Fast Deisotoping Algorithm and Its Implementation in the MSFragger Search Engine

Abstract

Deisotoping, or the process of removing peaks in a mass spectrum resulting from the incorporation of naturally occurring heavy isotopes, has long been used to reduce complexity and improve the effectiveness of spectral annotation methods in proteomics. We have previously described MSFragger, an ultrafast search engine for proteomics, that did not utilize deisotoping in processing input spectra. Here, we present a new, high-speed parallelized deisotoping algorithm, based on elements of several existing methods, that we have incorporated into the MSFragger search engine. Applying deisotoping with MSFragger reveals substantial improvements to database search speed and performance, particularly for complex methods like open or nonspecific searches. Finally, we evaluate our deisotoping method on data from several instrument types and vendors, revealing a wide range in performance and offering an updated perspective on deisotoping in the modern proteomics environment.

Keywords: MSFragger; deisotoping; nonspecific search; open search; preprocessing; proteomics; spectrum processing.

Figure 1.

EXCERPTED RECORDS:

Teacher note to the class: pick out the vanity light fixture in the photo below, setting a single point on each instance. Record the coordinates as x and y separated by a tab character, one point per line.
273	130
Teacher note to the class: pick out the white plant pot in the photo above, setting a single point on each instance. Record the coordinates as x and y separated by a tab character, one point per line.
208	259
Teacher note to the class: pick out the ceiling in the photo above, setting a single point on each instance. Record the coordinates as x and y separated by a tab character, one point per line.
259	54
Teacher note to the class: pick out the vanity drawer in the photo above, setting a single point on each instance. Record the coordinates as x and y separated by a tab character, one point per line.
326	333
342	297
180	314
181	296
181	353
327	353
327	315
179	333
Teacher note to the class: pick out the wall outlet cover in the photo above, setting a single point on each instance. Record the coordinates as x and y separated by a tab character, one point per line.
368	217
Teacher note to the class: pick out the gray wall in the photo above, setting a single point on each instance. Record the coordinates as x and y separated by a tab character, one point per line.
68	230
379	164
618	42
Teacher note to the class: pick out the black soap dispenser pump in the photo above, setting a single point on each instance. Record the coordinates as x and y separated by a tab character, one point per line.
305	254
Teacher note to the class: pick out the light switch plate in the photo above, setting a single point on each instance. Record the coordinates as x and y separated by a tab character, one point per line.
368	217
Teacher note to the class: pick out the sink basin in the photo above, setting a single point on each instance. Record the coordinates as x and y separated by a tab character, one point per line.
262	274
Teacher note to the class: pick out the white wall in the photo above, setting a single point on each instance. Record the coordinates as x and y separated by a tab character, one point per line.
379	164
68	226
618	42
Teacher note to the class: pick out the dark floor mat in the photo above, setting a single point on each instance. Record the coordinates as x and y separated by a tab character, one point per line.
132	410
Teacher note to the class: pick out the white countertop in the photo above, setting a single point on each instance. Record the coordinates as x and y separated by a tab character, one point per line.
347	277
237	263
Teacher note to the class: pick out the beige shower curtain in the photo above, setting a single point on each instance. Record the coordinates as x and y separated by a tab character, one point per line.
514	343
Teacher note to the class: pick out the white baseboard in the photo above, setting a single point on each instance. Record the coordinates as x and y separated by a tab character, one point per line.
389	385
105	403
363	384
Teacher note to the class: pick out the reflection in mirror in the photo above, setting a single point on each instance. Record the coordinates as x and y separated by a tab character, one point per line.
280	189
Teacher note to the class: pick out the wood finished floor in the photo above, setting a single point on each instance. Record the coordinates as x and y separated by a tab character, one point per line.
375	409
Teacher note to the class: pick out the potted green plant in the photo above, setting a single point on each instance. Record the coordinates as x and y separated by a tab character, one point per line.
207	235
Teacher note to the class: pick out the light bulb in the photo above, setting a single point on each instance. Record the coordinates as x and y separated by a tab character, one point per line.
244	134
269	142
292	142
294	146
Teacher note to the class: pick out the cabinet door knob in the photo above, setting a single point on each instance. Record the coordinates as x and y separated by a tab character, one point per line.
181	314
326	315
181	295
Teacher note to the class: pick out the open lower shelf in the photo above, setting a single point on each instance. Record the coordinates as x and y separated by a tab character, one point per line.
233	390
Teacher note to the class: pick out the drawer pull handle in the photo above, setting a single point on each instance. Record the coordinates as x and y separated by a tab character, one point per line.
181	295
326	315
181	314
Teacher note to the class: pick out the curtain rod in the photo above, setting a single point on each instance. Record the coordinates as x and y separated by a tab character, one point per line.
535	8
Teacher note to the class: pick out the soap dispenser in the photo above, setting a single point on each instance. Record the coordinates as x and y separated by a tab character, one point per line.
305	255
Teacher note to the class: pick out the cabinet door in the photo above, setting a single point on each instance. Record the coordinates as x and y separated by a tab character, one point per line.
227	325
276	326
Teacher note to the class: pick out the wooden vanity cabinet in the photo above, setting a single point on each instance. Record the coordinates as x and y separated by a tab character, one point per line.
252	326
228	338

WHAT IS EXPECTED:
For which kinds of searches does the deisotoping abstract say the gains in speed and performance are largest?

SOLUTION TO THE EXERCISE:
Complex methods like open or nonspecific searches.